▶ _What you are asked to do_: A verbatim copy of the records below, pictures omitted, is the task.

▶ _Provided information_:
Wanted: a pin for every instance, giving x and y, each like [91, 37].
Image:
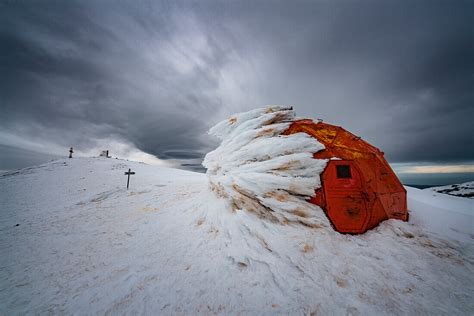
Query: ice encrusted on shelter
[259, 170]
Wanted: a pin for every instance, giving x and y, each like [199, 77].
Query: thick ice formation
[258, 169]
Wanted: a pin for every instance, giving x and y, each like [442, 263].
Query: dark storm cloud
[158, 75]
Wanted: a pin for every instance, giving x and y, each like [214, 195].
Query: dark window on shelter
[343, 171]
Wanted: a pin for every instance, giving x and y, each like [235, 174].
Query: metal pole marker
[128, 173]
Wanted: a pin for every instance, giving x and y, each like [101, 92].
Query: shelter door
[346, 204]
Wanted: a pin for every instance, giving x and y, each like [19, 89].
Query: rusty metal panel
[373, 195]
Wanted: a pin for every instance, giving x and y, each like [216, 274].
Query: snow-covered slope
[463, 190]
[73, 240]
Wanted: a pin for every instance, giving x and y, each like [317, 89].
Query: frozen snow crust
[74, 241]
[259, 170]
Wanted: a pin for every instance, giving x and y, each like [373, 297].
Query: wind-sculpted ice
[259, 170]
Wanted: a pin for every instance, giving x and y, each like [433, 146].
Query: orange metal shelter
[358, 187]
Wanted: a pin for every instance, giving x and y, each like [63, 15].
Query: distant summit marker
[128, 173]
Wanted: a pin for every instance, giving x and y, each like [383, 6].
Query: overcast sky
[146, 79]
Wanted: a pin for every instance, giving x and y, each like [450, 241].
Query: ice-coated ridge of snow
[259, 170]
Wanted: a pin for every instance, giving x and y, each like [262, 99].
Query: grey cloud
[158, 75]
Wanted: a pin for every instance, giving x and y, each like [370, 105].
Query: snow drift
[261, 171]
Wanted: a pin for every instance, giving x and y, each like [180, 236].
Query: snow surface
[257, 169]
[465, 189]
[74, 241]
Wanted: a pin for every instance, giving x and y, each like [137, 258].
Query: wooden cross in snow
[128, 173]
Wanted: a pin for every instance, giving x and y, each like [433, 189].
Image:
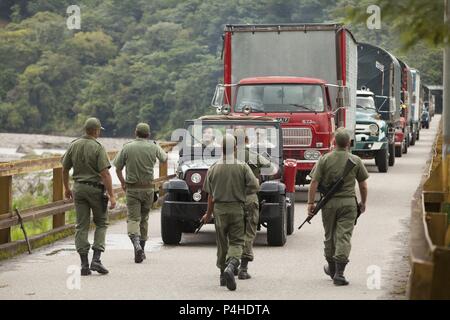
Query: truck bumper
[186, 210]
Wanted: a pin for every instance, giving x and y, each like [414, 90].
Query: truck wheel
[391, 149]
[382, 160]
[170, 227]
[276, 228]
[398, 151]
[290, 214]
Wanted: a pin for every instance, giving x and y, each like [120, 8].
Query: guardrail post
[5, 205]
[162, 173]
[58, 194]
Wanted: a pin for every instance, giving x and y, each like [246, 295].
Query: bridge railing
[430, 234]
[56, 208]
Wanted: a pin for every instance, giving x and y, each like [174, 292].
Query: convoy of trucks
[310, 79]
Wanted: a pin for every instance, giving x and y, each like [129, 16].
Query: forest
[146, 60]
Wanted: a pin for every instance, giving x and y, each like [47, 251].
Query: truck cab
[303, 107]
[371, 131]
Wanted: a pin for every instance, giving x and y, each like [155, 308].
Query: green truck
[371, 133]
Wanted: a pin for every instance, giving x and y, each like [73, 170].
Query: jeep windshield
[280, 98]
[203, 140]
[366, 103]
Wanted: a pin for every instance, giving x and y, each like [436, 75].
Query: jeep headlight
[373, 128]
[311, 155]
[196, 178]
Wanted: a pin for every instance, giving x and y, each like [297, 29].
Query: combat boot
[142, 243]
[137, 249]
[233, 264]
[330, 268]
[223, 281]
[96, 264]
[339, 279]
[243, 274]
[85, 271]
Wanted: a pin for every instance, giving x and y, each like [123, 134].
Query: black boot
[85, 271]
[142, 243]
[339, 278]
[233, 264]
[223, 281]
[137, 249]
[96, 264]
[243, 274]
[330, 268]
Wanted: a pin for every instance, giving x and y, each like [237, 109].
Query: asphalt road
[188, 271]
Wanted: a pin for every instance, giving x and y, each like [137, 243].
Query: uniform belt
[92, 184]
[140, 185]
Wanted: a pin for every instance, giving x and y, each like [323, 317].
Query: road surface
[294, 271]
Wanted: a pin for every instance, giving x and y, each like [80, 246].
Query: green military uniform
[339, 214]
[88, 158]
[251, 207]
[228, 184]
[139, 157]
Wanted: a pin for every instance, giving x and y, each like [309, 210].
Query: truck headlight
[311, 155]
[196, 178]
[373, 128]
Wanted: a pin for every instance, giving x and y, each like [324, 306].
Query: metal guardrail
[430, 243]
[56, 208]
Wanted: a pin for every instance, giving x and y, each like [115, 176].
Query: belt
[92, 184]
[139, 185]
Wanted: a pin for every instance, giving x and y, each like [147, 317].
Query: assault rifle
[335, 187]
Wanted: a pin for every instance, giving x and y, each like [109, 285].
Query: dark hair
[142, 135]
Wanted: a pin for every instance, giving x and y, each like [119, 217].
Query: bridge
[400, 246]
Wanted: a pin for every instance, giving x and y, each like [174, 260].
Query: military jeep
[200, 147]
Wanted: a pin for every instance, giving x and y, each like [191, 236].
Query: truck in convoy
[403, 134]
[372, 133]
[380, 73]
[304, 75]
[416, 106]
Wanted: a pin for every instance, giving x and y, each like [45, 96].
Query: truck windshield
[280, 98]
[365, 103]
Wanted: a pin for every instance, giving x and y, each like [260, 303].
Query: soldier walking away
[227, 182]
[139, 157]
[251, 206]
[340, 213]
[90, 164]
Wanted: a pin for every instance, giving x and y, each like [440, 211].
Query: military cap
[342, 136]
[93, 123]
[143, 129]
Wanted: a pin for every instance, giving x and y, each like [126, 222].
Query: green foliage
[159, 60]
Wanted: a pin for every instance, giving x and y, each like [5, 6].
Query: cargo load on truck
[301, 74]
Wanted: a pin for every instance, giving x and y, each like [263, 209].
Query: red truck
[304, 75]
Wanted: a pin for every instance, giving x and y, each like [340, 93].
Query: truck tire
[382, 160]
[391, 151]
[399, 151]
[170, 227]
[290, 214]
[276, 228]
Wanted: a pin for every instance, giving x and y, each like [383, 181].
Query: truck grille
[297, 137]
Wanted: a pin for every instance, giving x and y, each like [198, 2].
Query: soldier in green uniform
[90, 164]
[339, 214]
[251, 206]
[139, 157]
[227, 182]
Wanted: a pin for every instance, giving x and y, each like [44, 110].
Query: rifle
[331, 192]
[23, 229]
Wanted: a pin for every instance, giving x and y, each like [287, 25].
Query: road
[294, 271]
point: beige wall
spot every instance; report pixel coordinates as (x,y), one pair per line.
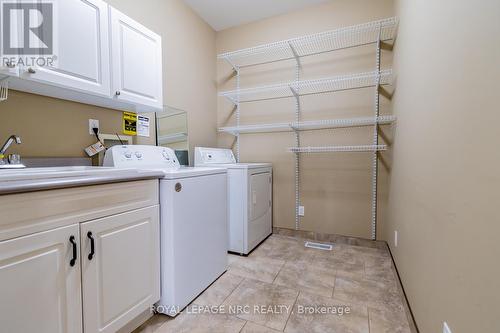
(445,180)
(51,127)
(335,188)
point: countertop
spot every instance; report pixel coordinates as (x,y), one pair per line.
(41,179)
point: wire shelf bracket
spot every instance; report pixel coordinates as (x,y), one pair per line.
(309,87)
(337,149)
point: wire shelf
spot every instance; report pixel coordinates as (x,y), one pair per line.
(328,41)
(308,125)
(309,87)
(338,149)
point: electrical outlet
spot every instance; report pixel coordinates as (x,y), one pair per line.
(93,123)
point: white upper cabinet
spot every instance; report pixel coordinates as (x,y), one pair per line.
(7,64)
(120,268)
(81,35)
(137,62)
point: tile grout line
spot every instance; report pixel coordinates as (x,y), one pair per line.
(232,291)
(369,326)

▶ _Output for this task_:
Wanted: a pin for every instance, giving x and y, each like [91, 37].
Image:
Query: ice encrusted on shelter
[259, 170]
Wanted: a pin for every instance, giving x and y, each like [199, 77].
Query: thick ice formation
[258, 169]
Wanted: a pin for every instance, giving x and y, each like [442, 263].
Query: dark storm cloud
[158, 75]
Wanted: a pin for every instance, giving x and y, each like [214, 195].
Query: dark window on shelter
[343, 171]
Wanted: a pin for every instance, giving x and y, each like [235, 174].
Query: metal pole marker
[128, 173]
Wanted: a pin for every instance, giving x and y, each like [101, 92].
Query: shelter door
[346, 204]
Wanted: a pin for every instance, giving x and y, each like [19, 89].
Query: rusty metal panel
[373, 195]
Wanted: a pin for every instance, giving x and y, each like [216, 274].
Query: snow-covered slope
[463, 190]
[73, 240]
Wanted: a pin for every instance, giving x and y, each like [317, 89].
Query: frozen snow crust
[74, 241]
[259, 170]
Wanted: a pin for every instance, giving x and y, each like [373, 297].
Query: wind-sculpted ice
[259, 170]
Wanted: a pin for every instance, giving x and y, each like [433, 146].
Query: orange metal shelter
[358, 187]
Wanted: a pin for every instance, giving x and y, each like [63, 15].
Query: distant summit marker
[128, 173]
Wanted: a pin for every instance, giving x and y, each like [383, 6].
Query: overcast sky
[146, 79]
Wanted: a pin for every instance, giving x and y, each like [450, 241].
Query: ice-coated ridge of snow
[259, 170]
Wanted: a pin for every instance, giving x and y, each like [262, 99].
Query: grey cloud
[158, 75]
Wanted: a pin for every instance, giving x and y, each like [370, 105].
Query: snow drift
[261, 171]
Wanted: a pin for every instance, giving x and y, each like [180, 236].
Query: snow surface
[257, 169]
[465, 189]
[74, 241]
Wanted: a pin for every instance, giving x and y, each like [137, 258].
Query: wooden cross in snow
[128, 173]
Wanted: a pin for every instance, giving x and y, each like [433, 189].
Image:
Query: truck bumper
[186, 210]
Wanted: a pin for every instance, giving x and y, each like [414, 90].
Query: truck wheel
[391, 149]
[382, 160]
[170, 227]
[276, 228]
[398, 151]
[290, 214]
Wanted: a pin for every instance, giving x and y, each like [120, 8].
Query: guardrail post
[5, 205]
[162, 173]
[58, 194]
Wanted: a pin for every instance, giving x and y, each like [246, 295].
Query: bridge railing
[430, 234]
[56, 208]
Wanted: a pin for every instance, giving x and y, each like [174, 292].
Query: convoy of trucks
[310, 79]
Wanted: a pin for every instance, giving x and y, each like [129, 16].
Query: forest
[146, 60]
Wanted: a pin for every instance, giving x and y, each like [47, 251].
Query: truck cab
[303, 107]
[371, 131]
Wanted: a pin for every instance, giving x and y, each like [155, 308].
Query: green truck
[371, 133]
Wanted: a pin for every instance, giving x and y, each like [73, 170].
Query: jeep windshield
[280, 98]
[203, 140]
[366, 103]
Wanted: a pin for every instance, giving x and y, each like [436, 75].
Query: jeep headlight
[373, 128]
[311, 155]
[196, 178]
Wanted: a pin for every instance, giving x and y, each like [297, 29].
Query: combat boot
[142, 243]
[137, 249]
[233, 264]
[330, 268]
[223, 281]
[96, 264]
[339, 279]
[243, 274]
[85, 271]
Wanted: a pin for every instance, giving x and y, each like [123, 134].
Query: black boot
[85, 271]
[142, 243]
[339, 278]
[233, 264]
[223, 281]
[137, 249]
[96, 264]
[243, 274]
[330, 268]
Wanted: a pin for every instance, giving x and y, each like [237, 109].
Query: asphalt road
[188, 271]
Wanted: a pin for every instance, giving x and y, each like [137, 243].
Query: uniform belt
[92, 184]
[140, 185]
Wanted: a pin for every instance, giving x and y, each like [323, 317].
Query: road surface
[294, 271]
Wanted: a pin for every instance, giving x and y, each like [80, 246].
Query: green military uniform
[339, 214]
[88, 158]
[251, 207]
[228, 184]
[139, 157]
Wanted: a pin for every instance, giving x and y, each like [309, 210].
Query: truck headlight
[311, 155]
[196, 178]
[373, 128]
Wanted: a pin for every instance, giving x and y, each like [324, 306].
Query: metal guardrail
[430, 243]
[56, 208]
Wanted: a pin for every instance, giving x and y, each like [115, 176].
Query: belt
[92, 184]
[139, 185]
Wanted: a pin for every instance, giving x and y, each like [147, 317].
Query: assault rifle
[335, 187]
Wanted: a pin for every instance, giving x and y, each like [109, 285].
Query: dark hair
[142, 135]
Wanted: a pin for every instance, giving x and y, each like [119, 217].
Query: bridge
[400, 246]
Wanted: a pin for every instance, giving x and y, each like [174, 260].
Query: military jeep
[200, 147]
Wanted: a pin for every instance, giving x and y, each like [191, 236].
Query: truck in convoy
[403, 134]
[372, 133]
[380, 73]
[304, 75]
[416, 106]
Wanted: a pin for every instance, giving x and y, each like [45, 96].
Query: truck windshield
[280, 98]
[365, 103]
Wanted: a pin for every instance, giving x and y, each like [260, 303].
Query: soldier walking away
[227, 182]
[139, 157]
[251, 206]
[340, 213]
[90, 164]
Wanted: a pin for every instance, giving x and y, each like [440, 211].
Query: military cap
[342, 136]
[93, 123]
[143, 129]
Wanted: a pin for every instance, giving x and y, each like [126, 222].
Query: green foliage
[159, 60]
Wanted: a pin for every instance, giving x and y, each like [5, 6].
Query: cargo load on truck
[301, 74]
Wanted: a pin for every instance, giving x and y, each like [263, 209].
Query: red truck
[304, 75]
Wanted: a pin for every instance, giving x and y, each like [340, 93].
Query: truck tire
[382, 160]
[391, 151]
[399, 151]
[170, 227]
[290, 214]
[276, 228]
Wanted: a pin for every instance, giving x and y, each like [383, 181].
Query: truck grille
[297, 137]
Wanted: a pin for every instance, giving x and y, each like [198, 2].
Query: soldier in green uniform
[90, 164]
[339, 214]
[251, 206]
[139, 157]
[227, 182]
Wanted: a pin for every instance, giving x and y, each like [44, 110].
Query: rifle
[331, 192]
[23, 229]
Wanted: a pin for every instance, giving x and y, each like [287, 25].
Query: road
[294, 271]
point: beige wall
spot every instance; report pixel coordinates as (x,y), one pair per line.
(445,180)
(51,127)
(335,188)
point: countertop
spot every instance; report pixel coordinates as (x,y), one pair per line.
(41,179)
point: wire shelf bracket
spot every instance; report pixel coordinates as (x,y), one pair per line.
(309,87)
(337,149)
point: wire shelf
spot every instance; report pixel coordinates as (x,y), one pair per line.
(328,41)
(308,125)
(309,87)
(338,149)
point: electrical outlet
spot every instance; report pixel coordinates as (x,y), one pair per line.
(93,123)
point: white upper cabinet
spot every instance; report pixel coordinates as (x,y), one pair per line.
(7,64)
(120,268)
(81,35)
(137,62)
point: tile grout line
spot every instance; report pixel coordinates as (x,y), one pair per line.
(232,291)
(369,326)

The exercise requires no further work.